The request ▸ Gather every line in the material below that contains the word "instance" and copy each of those lines in full.

Start of Data for the task

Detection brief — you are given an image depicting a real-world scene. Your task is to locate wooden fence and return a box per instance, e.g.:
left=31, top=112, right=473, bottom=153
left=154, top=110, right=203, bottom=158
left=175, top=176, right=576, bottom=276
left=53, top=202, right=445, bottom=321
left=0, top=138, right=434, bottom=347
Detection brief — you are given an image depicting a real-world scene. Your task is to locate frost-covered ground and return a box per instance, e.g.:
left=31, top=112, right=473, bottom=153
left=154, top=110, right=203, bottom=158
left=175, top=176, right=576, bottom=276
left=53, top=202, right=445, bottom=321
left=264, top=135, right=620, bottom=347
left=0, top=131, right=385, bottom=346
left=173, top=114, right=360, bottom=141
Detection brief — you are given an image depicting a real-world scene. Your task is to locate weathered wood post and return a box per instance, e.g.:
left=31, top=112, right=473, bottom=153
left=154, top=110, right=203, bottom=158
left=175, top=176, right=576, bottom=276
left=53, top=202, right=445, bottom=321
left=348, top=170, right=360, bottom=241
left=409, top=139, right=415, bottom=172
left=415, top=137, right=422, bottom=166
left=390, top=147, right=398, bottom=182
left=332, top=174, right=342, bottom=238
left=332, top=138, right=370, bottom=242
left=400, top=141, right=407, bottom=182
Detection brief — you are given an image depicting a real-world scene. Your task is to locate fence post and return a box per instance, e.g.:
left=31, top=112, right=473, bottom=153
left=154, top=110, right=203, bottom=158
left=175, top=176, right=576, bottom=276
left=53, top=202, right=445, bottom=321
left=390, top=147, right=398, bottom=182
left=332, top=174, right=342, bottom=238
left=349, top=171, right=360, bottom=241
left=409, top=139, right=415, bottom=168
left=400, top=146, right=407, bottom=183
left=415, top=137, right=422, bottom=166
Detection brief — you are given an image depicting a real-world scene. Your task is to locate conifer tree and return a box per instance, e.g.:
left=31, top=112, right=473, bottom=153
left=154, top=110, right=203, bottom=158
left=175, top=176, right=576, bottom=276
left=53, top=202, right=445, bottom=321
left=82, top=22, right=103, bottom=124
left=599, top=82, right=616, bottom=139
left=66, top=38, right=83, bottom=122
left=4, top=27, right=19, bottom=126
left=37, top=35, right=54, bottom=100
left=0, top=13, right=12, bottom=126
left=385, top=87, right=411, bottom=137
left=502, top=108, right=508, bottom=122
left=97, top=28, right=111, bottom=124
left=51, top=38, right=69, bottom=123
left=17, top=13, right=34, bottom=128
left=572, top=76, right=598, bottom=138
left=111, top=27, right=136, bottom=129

End of Data for the task

Finished task ▸
Detection brief — you are given an image depicting a real-world scene. Your task is to locate wooden fence and return a box per instance, e.g.:
Detection brief — you are given an image depicting a real-world scene. Your task is to locate frost-covered ground and return a box per instance, e.g.:
Detection brief — you are given an image depicting a real-world scene. Your task is to locate weathered wood post and return a box per instance, e.g.:
Detection brief — you are given an image depicting a real-world scene. Your task is to locate fence post and return a box per instance, e.g.:
Detection brief — you are given an image depicting a real-world scene. Your task is to locate conifer tree and return a box per instance, e.g.:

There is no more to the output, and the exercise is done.